**Aim of the exercise**.
Turn every line of the records below into a Markdown table with the columns Row and Line, where Row numbers each line in order and Line holds its text, and leave out blank lines.
═════ Given data ═════
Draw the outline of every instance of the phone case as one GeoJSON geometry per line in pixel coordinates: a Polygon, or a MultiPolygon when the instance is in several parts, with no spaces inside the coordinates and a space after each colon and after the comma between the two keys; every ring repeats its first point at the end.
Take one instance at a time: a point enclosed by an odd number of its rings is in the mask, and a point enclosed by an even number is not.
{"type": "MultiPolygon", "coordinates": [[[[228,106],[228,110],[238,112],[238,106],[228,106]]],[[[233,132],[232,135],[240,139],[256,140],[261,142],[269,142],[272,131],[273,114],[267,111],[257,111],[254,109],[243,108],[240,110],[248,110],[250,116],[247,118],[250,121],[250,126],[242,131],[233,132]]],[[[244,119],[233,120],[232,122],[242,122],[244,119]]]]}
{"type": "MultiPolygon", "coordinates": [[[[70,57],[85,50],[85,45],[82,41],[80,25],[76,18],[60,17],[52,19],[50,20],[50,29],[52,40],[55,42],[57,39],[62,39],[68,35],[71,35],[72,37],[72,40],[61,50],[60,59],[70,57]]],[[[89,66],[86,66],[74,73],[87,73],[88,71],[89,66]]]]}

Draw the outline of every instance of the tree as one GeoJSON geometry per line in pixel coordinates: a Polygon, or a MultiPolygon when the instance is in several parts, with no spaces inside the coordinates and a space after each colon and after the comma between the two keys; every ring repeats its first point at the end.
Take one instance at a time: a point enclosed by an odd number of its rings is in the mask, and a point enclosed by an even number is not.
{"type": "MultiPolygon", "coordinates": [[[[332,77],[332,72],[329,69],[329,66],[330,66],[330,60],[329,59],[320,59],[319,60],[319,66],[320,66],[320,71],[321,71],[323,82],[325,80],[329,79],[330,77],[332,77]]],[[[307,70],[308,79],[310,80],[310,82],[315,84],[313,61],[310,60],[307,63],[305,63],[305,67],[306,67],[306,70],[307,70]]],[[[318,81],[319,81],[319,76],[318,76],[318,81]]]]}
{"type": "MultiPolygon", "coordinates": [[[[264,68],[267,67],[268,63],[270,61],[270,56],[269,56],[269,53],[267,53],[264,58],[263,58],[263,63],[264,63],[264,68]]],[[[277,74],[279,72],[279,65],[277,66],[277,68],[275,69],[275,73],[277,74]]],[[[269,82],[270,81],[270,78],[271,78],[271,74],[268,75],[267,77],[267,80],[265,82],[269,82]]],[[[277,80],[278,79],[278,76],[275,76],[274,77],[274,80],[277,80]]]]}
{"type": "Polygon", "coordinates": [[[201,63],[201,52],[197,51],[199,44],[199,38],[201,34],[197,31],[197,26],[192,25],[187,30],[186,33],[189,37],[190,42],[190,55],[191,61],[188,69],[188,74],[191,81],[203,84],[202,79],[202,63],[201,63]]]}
═════
**Result of the exercise**.
| Row | Line |
|---|---|
| 1 | Draw the outline of every instance of the phone case as one GeoJSON geometry per line in pixel coordinates: a Polygon, or a MultiPolygon when the instance is in several parts, with no spaces inside the coordinates and a space after each colon and after the comma between the two keys; every ring repeats its first point at the end. |
| 2 | Take one instance at a time: a point enclosed by an odd number of its rings is in the mask, and a point enclosed by an even number is not. |
| 3 | {"type": "MultiPolygon", "coordinates": [[[[228,106],[228,110],[238,112],[238,106],[228,106]]],[[[233,132],[232,135],[240,139],[256,140],[261,142],[269,142],[272,131],[273,114],[267,111],[257,111],[254,109],[243,108],[240,110],[248,110],[250,116],[247,118],[250,121],[250,126],[242,131],[233,132]]],[[[244,119],[233,120],[232,122],[242,122],[244,119]]]]} |
| 4 | {"type": "MultiPolygon", "coordinates": [[[[70,57],[85,50],[85,45],[82,41],[80,25],[76,18],[60,17],[52,19],[50,20],[50,29],[52,40],[55,42],[57,39],[62,39],[68,35],[71,35],[72,37],[72,40],[61,50],[60,59],[70,57]]],[[[89,66],[86,66],[74,73],[87,73],[88,71],[89,66]]]]} |
| 5 | Draw the outline of every instance of the tree as one GeoJSON geometry per line in pixel coordinates: a Polygon, or a MultiPolygon when the instance is in several parts, with no spaces inside the coordinates and a space after each colon and after the comma between the two keys; every ring repeats its first point at the end. |
| 6 | Take one instance at a time: a point enclosed by an odd number of its rings is in the mask, and a point enclosed by an even number is not. |
| 7 | {"type": "MultiPolygon", "coordinates": [[[[332,77],[332,72],[329,69],[329,66],[330,66],[330,60],[329,59],[320,59],[319,60],[319,66],[320,66],[320,71],[321,71],[323,82],[325,80],[329,79],[330,77],[332,77]]],[[[307,70],[308,79],[310,80],[310,82],[315,84],[313,61],[310,60],[307,63],[305,63],[305,67],[306,67],[306,70],[307,70]]],[[[318,81],[319,81],[319,76],[318,76],[318,81]]]]} |
| 8 | {"type": "MultiPolygon", "coordinates": [[[[264,68],[267,67],[268,63],[270,61],[270,56],[269,56],[269,53],[267,53],[264,58],[263,58],[263,63],[264,63],[264,68]]],[[[277,74],[279,72],[279,65],[277,66],[277,68],[275,69],[275,73],[277,74]]],[[[269,82],[270,81],[270,78],[271,78],[271,74],[268,75],[267,77],[267,80],[265,82],[269,82]]],[[[277,80],[278,79],[278,76],[275,76],[274,77],[274,80],[277,80]]]]} |
| 9 | {"type": "Polygon", "coordinates": [[[201,63],[201,52],[197,51],[199,44],[199,38],[201,34],[197,31],[197,26],[192,25],[187,30],[186,33],[189,37],[190,42],[190,55],[191,61],[188,69],[188,74],[191,81],[203,84],[202,79],[202,63],[201,63]]]} |